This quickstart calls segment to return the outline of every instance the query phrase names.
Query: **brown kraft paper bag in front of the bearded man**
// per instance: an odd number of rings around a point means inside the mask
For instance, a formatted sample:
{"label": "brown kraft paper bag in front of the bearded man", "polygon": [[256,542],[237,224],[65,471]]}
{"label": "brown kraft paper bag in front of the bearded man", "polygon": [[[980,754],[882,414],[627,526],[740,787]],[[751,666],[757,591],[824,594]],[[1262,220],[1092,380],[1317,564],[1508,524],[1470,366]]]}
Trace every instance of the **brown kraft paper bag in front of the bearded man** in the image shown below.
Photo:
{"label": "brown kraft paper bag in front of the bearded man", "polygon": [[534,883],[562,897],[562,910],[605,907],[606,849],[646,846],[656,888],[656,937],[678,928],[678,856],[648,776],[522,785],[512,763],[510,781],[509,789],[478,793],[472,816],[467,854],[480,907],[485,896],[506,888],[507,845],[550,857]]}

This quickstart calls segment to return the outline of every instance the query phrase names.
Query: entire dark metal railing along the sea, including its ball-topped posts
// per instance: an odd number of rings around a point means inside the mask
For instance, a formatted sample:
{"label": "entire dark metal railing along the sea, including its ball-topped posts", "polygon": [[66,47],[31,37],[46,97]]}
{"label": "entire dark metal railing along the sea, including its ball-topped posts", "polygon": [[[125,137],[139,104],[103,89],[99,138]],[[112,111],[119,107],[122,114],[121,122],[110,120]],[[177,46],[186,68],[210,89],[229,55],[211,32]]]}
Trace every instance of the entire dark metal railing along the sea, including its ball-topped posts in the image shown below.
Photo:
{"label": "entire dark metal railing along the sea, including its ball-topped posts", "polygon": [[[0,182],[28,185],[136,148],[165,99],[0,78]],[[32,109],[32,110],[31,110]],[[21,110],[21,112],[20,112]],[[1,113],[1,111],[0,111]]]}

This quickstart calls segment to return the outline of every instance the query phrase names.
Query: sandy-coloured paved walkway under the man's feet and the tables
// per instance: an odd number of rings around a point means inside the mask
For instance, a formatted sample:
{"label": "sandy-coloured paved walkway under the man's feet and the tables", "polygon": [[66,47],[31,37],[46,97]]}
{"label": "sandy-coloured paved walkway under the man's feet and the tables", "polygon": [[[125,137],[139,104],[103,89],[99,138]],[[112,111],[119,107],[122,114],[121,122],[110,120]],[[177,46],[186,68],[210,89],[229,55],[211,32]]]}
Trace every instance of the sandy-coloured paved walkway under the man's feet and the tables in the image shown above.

************

→ GOAL OF THE EXERCISE:
Write out every line of the data exactly, leaving nothing out.

→ EXERCISE OUTPUT:
This quickstart calls segment to return the outline of every instance the query phrase names.
Query: **brown kraft paper bag in front of the bearded man**
// per instance: an odd number of rings around a point means inside the mask
For instance, a formatted sample:
{"label": "brown kraft paper bag in front of the bearded man", "polygon": [[256,542],[237,224],[65,471]]}
{"label": "brown kraft paper bag in front of the bearded man", "polygon": [[[980,754],[882,414],[627,526],[740,787]],[[751,666],[757,591],[824,594]],[[1262,220],[1092,380],[1317,564],[1508,524],[1470,366]]]}
Trace every instance of the **brown kraft paper bag in front of the bearded man** in the image shown below.
Photo:
{"label": "brown kraft paper bag in front of the bearded man", "polygon": [[534,883],[562,897],[562,910],[605,907],[606,849],[646,846],[656,888],[656,937],[678,928],[678,856],[648,776],[522,785],[512,763],[510,781],[509,789],[478,793],[472,816],[467,854],[480,907],[485,896],[506,888],[507,845],[550,857]]}

This quickstart calls segment to return the outline of every instance the query phrase names.
Query: entire dark metal railing along the sea, including its ball-topped posts
// per instance: an odd number of rings around a point means inside the mask
For instance, a formatted sample:
{"label": "entire dark metal railing along the sea, including its ball-topped posts", "polygon": [[66,47],[31,37],[46,97]]}
{"label": "entire dark metal railing along the sea, including its ball-topped posts", "polygon": [[[125,137],[139,104],[103,89],[99,138]],[[112,111],[119,107],[122,114],[121,122],[110,120]],[[177,46],[186,68],[210,89],[229,55],[211,32]]]}
Trace every instance of the entire dark metal railing along the sea, including its ball-topped posts in the image shown below.
Photo:
{"label": "entire dark metal railing along the sea, including its ball-topped posts", "polygon": [[[0,182],[28,185],[136,148],[165,99],[0,78]],[[32,109],[32,110],[31,110]],[[21,110],[21,112],[20,112]],[[1,113],[1,111],[0,111]]]}

This quickstart calls segment to return the outline of every instance the query phrase names.
Query: sandy-coloured paved walkway under the man's feet and the tables
// per instance: an odd number of rings around a point means inside the mask
For instance, a formatted sample:
{"label": "sandy-coloured paved walkway under the man's feet and the tables", "polygon": [[66,47],[31,37],[46,97]]}
{"label": "sandy-coloured paved walkway under the man's feet and the tables", "polygon": [[[125,137],[139,104],[103,89],[99,138]],[[112,111],[119,107],[122,114],[121,122],[110,120]],[[177,46],[186,68],[210,89],[229,55],[211,32]]]}
Trace every instance of the sandy-coloured paved walkway under the man's feet and the tables in the image shown above.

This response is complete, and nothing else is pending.